Task brief:
Reproduce the following lines verbatim.

Extracted entries:
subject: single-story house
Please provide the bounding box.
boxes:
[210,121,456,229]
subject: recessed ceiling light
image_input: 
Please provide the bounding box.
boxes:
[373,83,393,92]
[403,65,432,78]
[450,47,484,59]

Exercise response:
subject: single-story house
Please provide the bounding box.
boxes:
[210,121,456,229]
subject: recessed ceiling light
image_input: 
Please provide the bounding box.
boxes:
[373,83,393,92]
[403,65,432,78]
[450,47,484,59]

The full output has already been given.